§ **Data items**

>>>

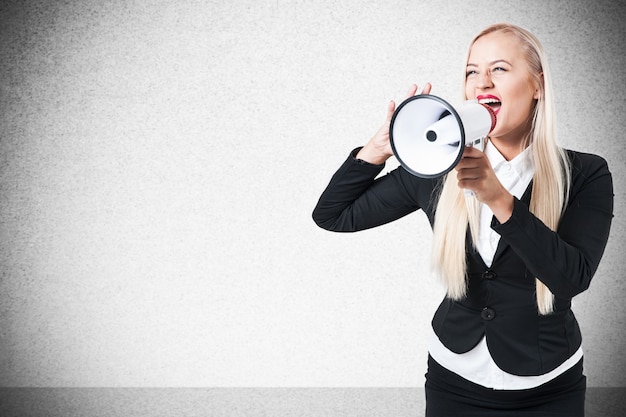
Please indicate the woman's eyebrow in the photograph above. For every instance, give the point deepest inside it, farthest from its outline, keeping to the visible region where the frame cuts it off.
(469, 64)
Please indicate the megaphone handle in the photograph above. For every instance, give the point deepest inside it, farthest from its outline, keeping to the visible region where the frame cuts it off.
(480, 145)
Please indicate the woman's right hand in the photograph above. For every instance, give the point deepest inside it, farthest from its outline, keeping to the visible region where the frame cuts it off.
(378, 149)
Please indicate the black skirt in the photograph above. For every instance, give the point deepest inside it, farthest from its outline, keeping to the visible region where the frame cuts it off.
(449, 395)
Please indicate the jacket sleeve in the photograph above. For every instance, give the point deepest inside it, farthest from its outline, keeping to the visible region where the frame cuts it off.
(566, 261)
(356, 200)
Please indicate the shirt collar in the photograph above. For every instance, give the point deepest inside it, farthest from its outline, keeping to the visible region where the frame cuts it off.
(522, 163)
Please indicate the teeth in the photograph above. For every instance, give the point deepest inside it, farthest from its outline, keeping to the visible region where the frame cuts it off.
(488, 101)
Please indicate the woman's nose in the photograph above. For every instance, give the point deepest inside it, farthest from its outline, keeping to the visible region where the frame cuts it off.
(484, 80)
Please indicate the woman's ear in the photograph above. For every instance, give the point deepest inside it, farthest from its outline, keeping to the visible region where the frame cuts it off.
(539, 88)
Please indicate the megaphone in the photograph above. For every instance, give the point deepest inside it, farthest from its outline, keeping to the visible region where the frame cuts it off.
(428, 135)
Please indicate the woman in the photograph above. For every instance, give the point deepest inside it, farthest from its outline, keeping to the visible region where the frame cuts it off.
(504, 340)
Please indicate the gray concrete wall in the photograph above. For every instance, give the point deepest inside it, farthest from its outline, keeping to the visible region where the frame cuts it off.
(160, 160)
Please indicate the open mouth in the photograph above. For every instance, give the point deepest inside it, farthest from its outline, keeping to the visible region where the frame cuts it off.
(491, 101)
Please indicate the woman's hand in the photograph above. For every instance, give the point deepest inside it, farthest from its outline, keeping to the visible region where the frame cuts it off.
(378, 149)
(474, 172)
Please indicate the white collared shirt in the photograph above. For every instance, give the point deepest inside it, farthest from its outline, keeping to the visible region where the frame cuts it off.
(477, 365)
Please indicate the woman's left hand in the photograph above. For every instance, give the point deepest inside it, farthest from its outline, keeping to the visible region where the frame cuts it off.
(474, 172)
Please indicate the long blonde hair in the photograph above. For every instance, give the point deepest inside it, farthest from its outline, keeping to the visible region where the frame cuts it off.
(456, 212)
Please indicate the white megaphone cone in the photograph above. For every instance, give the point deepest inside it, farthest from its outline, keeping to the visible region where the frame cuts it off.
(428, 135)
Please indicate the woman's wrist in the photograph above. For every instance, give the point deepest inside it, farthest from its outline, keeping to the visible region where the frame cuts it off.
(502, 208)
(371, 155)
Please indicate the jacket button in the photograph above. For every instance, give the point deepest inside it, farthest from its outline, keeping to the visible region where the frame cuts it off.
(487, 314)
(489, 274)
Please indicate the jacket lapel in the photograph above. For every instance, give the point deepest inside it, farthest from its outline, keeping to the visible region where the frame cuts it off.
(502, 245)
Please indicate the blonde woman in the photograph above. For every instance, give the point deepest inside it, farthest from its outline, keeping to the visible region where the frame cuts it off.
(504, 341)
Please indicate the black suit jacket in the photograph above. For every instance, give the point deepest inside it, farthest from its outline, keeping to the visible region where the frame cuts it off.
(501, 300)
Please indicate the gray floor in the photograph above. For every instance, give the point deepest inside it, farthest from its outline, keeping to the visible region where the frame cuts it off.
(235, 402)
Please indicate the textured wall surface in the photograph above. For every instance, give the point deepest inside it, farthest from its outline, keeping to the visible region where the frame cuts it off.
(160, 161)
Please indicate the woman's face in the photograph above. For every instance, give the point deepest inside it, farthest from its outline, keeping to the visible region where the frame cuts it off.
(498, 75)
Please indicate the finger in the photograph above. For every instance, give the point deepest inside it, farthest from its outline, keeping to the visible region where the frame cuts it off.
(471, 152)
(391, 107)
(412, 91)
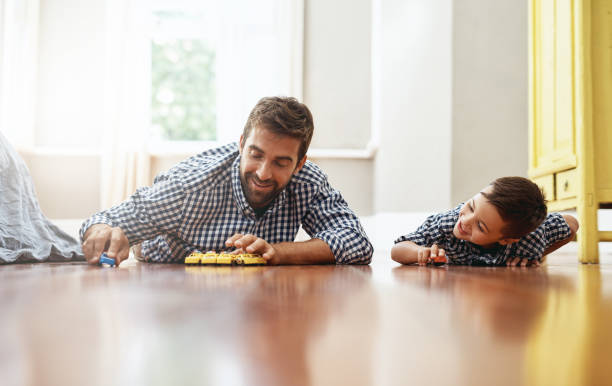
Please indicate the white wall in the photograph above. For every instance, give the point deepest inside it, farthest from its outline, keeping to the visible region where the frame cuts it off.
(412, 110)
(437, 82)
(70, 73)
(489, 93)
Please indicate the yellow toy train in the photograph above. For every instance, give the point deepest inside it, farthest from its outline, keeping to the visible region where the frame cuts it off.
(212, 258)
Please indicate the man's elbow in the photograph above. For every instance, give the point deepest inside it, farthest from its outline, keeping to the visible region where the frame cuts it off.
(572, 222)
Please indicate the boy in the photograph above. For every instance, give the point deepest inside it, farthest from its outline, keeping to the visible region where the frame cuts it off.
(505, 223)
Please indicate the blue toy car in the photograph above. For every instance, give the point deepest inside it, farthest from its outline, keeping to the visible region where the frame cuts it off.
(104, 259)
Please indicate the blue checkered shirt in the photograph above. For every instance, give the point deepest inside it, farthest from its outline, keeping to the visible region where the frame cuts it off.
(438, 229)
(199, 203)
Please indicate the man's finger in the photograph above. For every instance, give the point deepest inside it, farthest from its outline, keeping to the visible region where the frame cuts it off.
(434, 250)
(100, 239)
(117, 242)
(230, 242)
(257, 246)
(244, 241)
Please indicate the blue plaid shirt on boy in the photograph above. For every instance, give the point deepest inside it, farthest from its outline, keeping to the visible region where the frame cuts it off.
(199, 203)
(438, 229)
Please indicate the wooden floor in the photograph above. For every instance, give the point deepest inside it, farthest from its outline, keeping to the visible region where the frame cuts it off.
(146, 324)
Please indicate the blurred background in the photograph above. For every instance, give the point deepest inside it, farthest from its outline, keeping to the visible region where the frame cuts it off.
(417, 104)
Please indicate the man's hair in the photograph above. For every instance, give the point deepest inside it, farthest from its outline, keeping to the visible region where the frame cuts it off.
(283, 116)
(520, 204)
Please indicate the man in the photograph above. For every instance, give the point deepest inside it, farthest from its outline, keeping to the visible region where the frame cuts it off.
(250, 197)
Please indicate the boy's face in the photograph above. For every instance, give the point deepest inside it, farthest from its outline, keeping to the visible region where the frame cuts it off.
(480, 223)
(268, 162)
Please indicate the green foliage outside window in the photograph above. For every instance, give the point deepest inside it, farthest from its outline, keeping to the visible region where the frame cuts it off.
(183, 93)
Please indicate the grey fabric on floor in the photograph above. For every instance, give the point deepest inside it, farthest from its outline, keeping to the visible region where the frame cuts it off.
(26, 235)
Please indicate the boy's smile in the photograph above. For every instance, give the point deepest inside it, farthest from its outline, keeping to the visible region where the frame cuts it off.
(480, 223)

<<<

§ **EXERCISE OBJECTIVE**
Copy all of the material above word for word, and leave out the pictures.

§ **WRITTEN SOLUTION**
Please indicate the woman's eyebrow in the photograph above. For every instance, give the point deepest inside it, farthest from its outline, keeping to the visible region where the frame cuts it off.
(469, 64)
Please indicate the megaphone handle in the photograph above. For every instance, give the point deepest inside it, farthest from its outline, keeping to the visible region where the frame cuts it off.
(480, 145)
Please indicate the woman's right hand in the photograph above. For every instance, give the point deepest inside it, farthest from its outline, keeping to the visible region where the frame cuts it off.
(378, 149)
Please indicate the black skirt in the photograph above. For every instance, give the point deepest inside it, farthest from its outline, keeping to the visible region where the frame cuts it off.
(449, 395)
Please indicate the jacket sleeve in the photograph above. For every instance, give the point deepest inside it, farthest from its outline, keeping to the visible region where the frame cuts it off.
(566, 261)
(356, 200)
Please indicate the shirt collar in the photograph above. For every instance, give the point deepest inside it, farthest from its outline, keeping to the visible region where the frame cuts it off.
(522, 163)
Please indicate the teeth in the photograph above. For every instance, give the point deepest inside it, farthest from its outline, keeping to the visible region where the frame cuts it off.
(488, 101)
Please indicate the woman's nose in the photograph above. For every instance, give the point deepest inside it, farthest from its outline, keeping to the visible region where the frame cuts it off.
(484, 80)
Please indicate the woman's ear in the photograph above. For every instance, give the point deepest inside it, farthest from its outline, keeping to the visible region where the frame cuts it off.
(539, 88)
Please indicate the megaphone in the photograph above. For every instance, give the point deepest inside it, farthest from its outline, keeping to the visible region where the frame cuts it off.
(428, 135)
Please indicate the woman in the photograph above. For every instance, give the point deepest inside it, farthest from its outline, keeping to the visible region where the frame cuts it off.
(504, 340)
Please indicate the gray concrete wall in the photograph above. For every instance, give the point deepest inside it, farthest from its outline, keeping to the visible region where the frame cuts it off.
(160, 160)
Please indicate the open mouth in the photograph above. For every instance, give the point deepest inside it, farthest from its outline, keeping to the visible region where the frame cuts it off.
(491, 101)
Please indicate the woman's hand in the photograph above. For every instance, give the point deepest inside it, farthest from its outline, keeping to the visible region where the frame cuts it off.
(378, 149)
(474, 172)
Please indicate the white collared shirt in the photograph above. For every instance, give the point deepest inside it, farthest from its outline, keeping to the visible region where the frame cuts it off.
(477, 365)
Please indicate the woman's left hand in the photograph above. For every instance, give the point deepest inside it, farthest from its outline, keeping to the visible region where the frame cuts it off.
(474, 172)
Please indicate the long blonde hair in the photograph above. For every instance, give the point deepest inside it, farthest from its outline, keeping to the visible region where the frame cuts it off.
(456, 212)
Please indicate the white megaphone cone in the photograph above. For every instance, give the point deepest inside it, farthest from its outline, keeping to the visible region where the frame cuts it off.
(428, 135)
Please indicate the woman's wrist in the photograph above. For every instance, give the point deepest inside it, farthest from its outline, keeping to the visible region where the frame cuts it off.
(502, 208)
(371, 155)
Please indicate the jacket button in the photograph above. For every instance, give the point deepest inside it, farthest from its outline, keeping to the visible region where the frame cuts it off.
(487, 314)
(489, 274)
Please indicate the jacket lapel in the photograph above. For every instance, give the point deepest inside it, farthest from its outline, keeping to the visible region where the frame cuts it off.
(502, 245)
Please indicate the blonde woman in the photograph above. For every instance, give the point deepest inside it, farthest from its outline, keeping to the visible region where the frame cuts it off.
(504, 341)
Please indicate the black suit jacket in the photograph above. For every instance, give the point deepest inside it, farthest from its outline, keeping to the visible region where the frame cuts it off.
(501, 300)
Please indicate the gray floor in the photograph above. For every instance, give the point deepest inside it, farthest from its outline, keeping to the visible region where the frame cuts it off.
(235, 402)
Please indicate the textured wall surface in the photograph above. For every instance, give the point deepest inside it, farthest from its outline, keeping to the visible region where the frame cuts it off.
(160, 161)
Please indicate the woman's face in the photograph above. For every instance, give the point deepest inside it, farthest from its outline, keeping to the visible region where the frame cuts it off.
(498, 75)
Please indicate the finger in the photograph above. For every instance, give the point deepest inside it, farthest from its outline, keeping to the visible region where the frame cuts it off.
(471, 152)
(391, 107)
(412, 91)
Please indicate the white wall in the photograph above. For every instance, give the point deepest inside it, farthest from its outline, keeping to the visible region where the frame cuts it off.
(412, 110)
(437, 82)
(70, 73)
(489, 93)
Please indicate the yellow toy train in the photograph above. For every instance, give the point deepest inside it, farthest from its outline, keeping to the visible region where the frame cuts it off.
(212, 258)
Please indicate the man's elbow in the photograph above. For every instance, give the point deepest inside it, farthest from its outline, keeping to the visible region where the frame cuts it off.
(572, 222)
Please indicate the boy in the photograph above. For every instance, give the point deepest inside it, farthest from its outline, keeping to the visible region where the frame cuts it off.
(505, 223)
Please indicate the blue toy car in the photograph above. For every instance, give the point deepest inside it, farthest from its outline, keeping to the visible region where the frame cuts it off.
(104, 259)
Please indicate the blue checkered shirt in the photograph above. For every instance, give the point deepest inside it, farthest from its outline, keeping to the visible region where the frame cuts it off.
(438, 229)
(199, 203)
Please indicate the man's finger in the photograph above. For every instance, give the point deepest inside it, farthest from its outline, keeping to the visible region where the frame cuts it off.
(434, 250)
(100, 239)
(117, 242)
(230, 242)
(257, 246)
(244, 241)
Please indicate the blue plaid shirt on boy in the photograph above. For every instance, give the point deepest inside it, farthest from its outline, keeping to the visible region where the frame cuts it off.
(199, 203)
(438, 229)
Please indicate the wooden floor in the photograph above. For every instance, give the point deepest inside it, farthest from its outline, keeping to the visible region where the frame cuts it off.
(146, 324)
Please indicate the blurred background in the photograph above. For every instance, give the point deepest inside it, farthest from its outline, keeping to the visible region where the frame cuts it off.
(417, 104)
Please indicate the man's hair in the photograph above. For every instance, give the point deepest inside it, farthest from its outline, keeping to the visible region where the frame cuts it off.
(283, 116)
(520, 204)
Please indicate the man in the photograph above. For every instance, give the point deepest inside it, farthest from its outline, keeping to the visible region where the frame cuts it off.
(250, 197)
Please indicate the boy's face in the photograph above. For every instance, give the point deepest inside it, farthest from its outline, keeping to the visible region where the frame cuts it off.
(480, 223)
(268, 162)
Please indicate the green foliage outside window in the photograph above. For every instance, give the point deepest inside it, farthest from its outline, keeping to the visible region where the frame cuts it off.
(183, 93)
Please indicate the grey fabric on floor in the photograph above. For every instance, give the point deepest inside it, farthest from its outline, keeping to the visible region where the frame cuts it off.
(26, 235)
Please indicate the boy's smile in the photograph above. For every instance, give the point deepest inside it, farthest from its outline, keeping to the visible region where the frame cuts it off.
(480, 223)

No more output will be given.